[Input for this task — start]

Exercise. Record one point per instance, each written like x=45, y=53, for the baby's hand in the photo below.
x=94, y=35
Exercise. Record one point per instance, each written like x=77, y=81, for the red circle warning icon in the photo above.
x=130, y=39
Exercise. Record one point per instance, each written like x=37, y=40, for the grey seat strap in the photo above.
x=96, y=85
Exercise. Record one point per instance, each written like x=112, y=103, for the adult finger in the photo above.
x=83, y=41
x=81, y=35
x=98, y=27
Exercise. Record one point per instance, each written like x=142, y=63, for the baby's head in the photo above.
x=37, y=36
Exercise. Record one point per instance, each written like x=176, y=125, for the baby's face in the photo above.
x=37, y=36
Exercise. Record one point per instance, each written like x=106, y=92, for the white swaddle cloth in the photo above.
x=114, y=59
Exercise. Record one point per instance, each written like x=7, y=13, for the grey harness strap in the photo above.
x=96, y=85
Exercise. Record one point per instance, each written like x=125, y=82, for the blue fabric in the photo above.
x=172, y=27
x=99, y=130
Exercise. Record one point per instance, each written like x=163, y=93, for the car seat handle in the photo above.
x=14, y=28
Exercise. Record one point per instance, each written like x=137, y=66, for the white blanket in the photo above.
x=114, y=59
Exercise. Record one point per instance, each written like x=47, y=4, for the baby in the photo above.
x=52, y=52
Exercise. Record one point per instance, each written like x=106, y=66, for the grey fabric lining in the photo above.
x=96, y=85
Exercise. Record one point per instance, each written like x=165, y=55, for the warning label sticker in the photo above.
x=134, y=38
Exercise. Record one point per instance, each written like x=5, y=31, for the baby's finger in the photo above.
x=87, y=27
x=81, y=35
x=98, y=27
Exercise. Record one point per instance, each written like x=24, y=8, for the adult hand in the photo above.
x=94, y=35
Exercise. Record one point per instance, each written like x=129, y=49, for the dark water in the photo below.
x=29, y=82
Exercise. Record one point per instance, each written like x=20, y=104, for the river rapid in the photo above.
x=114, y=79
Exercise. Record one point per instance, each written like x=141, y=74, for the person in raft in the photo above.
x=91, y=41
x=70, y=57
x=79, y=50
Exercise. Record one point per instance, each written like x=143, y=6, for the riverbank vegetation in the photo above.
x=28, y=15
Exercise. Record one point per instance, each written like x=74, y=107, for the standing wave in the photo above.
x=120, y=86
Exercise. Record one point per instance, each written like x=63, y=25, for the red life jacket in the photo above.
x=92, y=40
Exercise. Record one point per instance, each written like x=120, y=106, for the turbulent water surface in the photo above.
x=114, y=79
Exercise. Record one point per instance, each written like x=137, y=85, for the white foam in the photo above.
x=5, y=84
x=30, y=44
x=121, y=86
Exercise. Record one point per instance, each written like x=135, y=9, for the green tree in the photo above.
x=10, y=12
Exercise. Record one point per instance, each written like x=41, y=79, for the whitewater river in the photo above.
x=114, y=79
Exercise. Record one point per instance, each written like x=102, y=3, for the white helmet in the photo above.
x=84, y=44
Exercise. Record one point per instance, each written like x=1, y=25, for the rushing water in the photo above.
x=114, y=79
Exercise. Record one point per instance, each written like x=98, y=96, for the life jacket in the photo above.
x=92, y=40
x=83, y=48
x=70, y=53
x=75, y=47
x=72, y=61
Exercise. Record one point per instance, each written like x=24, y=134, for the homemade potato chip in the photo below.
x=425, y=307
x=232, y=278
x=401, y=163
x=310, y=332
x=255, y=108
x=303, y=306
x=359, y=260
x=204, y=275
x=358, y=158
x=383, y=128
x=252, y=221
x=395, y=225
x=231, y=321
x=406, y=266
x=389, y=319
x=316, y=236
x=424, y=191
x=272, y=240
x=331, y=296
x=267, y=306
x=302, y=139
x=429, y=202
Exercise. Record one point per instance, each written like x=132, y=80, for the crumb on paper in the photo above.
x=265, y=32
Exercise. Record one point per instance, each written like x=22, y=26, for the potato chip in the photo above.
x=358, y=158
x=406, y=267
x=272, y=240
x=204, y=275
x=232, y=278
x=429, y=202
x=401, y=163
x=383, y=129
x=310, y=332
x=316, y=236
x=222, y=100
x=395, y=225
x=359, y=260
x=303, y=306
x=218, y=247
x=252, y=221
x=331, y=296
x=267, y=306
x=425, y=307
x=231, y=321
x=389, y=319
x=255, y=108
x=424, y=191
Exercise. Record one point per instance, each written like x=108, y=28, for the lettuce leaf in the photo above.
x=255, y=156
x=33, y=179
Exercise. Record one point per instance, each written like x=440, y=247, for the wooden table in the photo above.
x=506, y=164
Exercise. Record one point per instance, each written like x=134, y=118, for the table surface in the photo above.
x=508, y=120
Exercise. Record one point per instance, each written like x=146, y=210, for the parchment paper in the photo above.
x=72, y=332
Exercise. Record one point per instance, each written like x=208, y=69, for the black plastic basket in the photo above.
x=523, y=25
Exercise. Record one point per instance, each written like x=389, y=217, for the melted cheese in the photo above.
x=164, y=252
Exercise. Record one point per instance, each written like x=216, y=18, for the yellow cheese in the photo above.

[Input for this task — finish]

Brief
Your task is to return the full listing exactly as it was given.

Completed exercise
Exercise. Record one point per instance, each written like x=45, y=53, for the baby's hand in the photo below.
x=94, y=35
Exercise. Record one point per instance, each written like x=77, y=81, for the red circle warning icon in the photo above.
x=130, y=39
Exercise. Record one point per instance, each written like x=37, y=40, for the grey seat strap in the photo above.
x=96, y=85
Exercise. Record one point per instance, each written like x=112, y=103, for the adult finger in the photo above.
x=83, y=41
x=81, y=35
x=98, y=27
Exercise. Record one point per instance, each written like x=142, y=63, for the baby's head in the photo above.
x=37, y=36
Exercise. Record one point per instance, each written like x=176, y=125, for the baby's face in the photo above.
x=37, y=36
Exercise. Record one point per instance, each written like x=106, y=92, for the white swaddle cloth in the photo above.
x=114, y=59
Exercise. Record one point per instance, each written like x=7, y=13, for the grey harness strap in the photo above.
x=96, y=85
Exercise. Record one point per instance, each written like x=125, y=82, for the blue fabric in the photo above.
x=172, y=27
x=99, y=130
Exercise. Record one point per instance, each written like x=163, y=93, for the car seat handle in the photo above.
x=14, y=28
Exercise. Record one point per instance, each written like x=137, y=66, for the white blanket in the photo above.
x=114, y=59
Exercise. Record one point per instance, each written like x=47, y=4, for the baby in the photo above.
x=52, y=52
Exercise. Record one point per instance, each written like x=106, y=66, for the grey fabric lining in the photo above.
x=96, y=85
Exercise. Record one point per instance, each written like x=165, y=55, for the warning label sticker in the photo above.
x=134, y=38
Exercise. Record one point per instance, each written like x=5, y=31, for the baby's finger in the photo above.
x=87, y=27
x=81, y=35
x=98, y=27
Exercise. Record one point per instance, each written like x=24, y=8, for the adult hand in the photo above.
x=94, y=35
Exercise. Record one point per instance, each written like x=129, y=49, for the dark water in the photo below.
x=29, y=82
Exercise. Record one point per instance, each written like x=20, y=104, for the river rapid in the photo above.
x=114, y=79
Exercise. Record one point per instance, each written like x=141, y=74, for the person in raft in the photo above.
x=91, y=41
x=70, y=57
x=79, y=50
Exercise. Record one point per instance, each written like x=143, y=6, for the riverbank vegetation in the photo above.
x=28, y=15
Exercise. Record one point per instance, each written like x=74, y=107, for the standing wave in the photo above.
x=120, y=86
Exercise. Record one point per instance, each written like x=63, y=25, for the red life jacket in the photo above.
x=92, y=40
Exercise. Record one point per instance, each written like x=120, y=106, for the turbulent water surface in the photo above.
x=114, y=79
Exercise. Record one point per instance, each written like x=137, y=85, for the white foam in the photo above.
x=5, y=84
x=30, y=44
x=121, y=86
Exercise. Record one point per instance, each written like x=135, y=9, for the green tree in the photo above.
x=10, y=12
Exercise. Record one point per instance, each written like x=41, y=79, for the whitewater river in the photo above.
x=114, y=79
Exercise. Record one point per instance, each written like x=102, y=3, for the white helmet in the photo above.
x=84, y=44
Exercise. Record one point per instance, each written like x=1, y=25, for the rushing water in the photo above.
x=114, y=79
Exercise. Record one point per instance, each written like x=98, y=96, for the life jacket in the photo above.
x=92, y=40
x=83, y=48
x=70, y=53
x=75, y=47
x=72, y=61
Exercise. Record one point per instance, each written like x=24, y=134, for the homemade potato chip in the photo below.
x=425, y=307
x=232, y=278
x=401, y=163
x=310, y=332
x=255, y=108
x=303, y=306
x=359, y=260
x=204, y=275
x=358, y=158
x=383, y=128
x=252, y=221
x=395, y=225
x=231, y=321
x=406, y=266
x=389, y=319
x=316, y=236
x=424, y=191
x=272, y=240
x=331, y=296
x=267, y=306
x=302, y=139
x=429, y=202
Exercise. Record one point per instance, each written like x=132, y=80, for the crumb on paper in the photo above.
x=265, y=32
Exercise. Record one point per instance, each written like x=22, y=26, for the potato chip in the photo above.
x=358, y=158
x=406, y=267
x=272, y=240
x=204, y=275
x=232, y=278
x=429, y=202
x=401, y=163
x=383, y=129
x=310, y=332
x=316, y=236
x=222, y=100
x=395, y=225
x=359, y=260
x=303, y=306
x=218, y=247
x=252, y=221
x=331, y=296
x=267, y=306
x=425, y=307
x=231, y=321
x=389, y=319
x=255, y=108
x=424, y=191
Exercise. Record one point per instance, each written like x=108, y=28, for the lettuce leaf in the photo above.
x=255, y=156
x=33, y=179
Exercise. Record one point per instance, each written like x=440, y=247, for the wooden table in the photo above.
x=506, y=164
Exercise. Record one point per instance, each written like x=134, y=118, for the table surface in the photo above.
x=508, y=120
Exercise. Record one point per instance, each written like x=146, y=210, for the parchment paper in the photo above.
x=72, y=332
Exercise. Record one point per instance, each written like x=208, y=69, for the black plastic basket in the photo above.
x=523, y=25
Exercise. Record one point per instance, each written like x=389, y=217, for the melted cheese in the photo above.
x=164, y=252
Exercise. Record one point per instance, each written like x=216, y=18, for the yellow cheese in the photo above.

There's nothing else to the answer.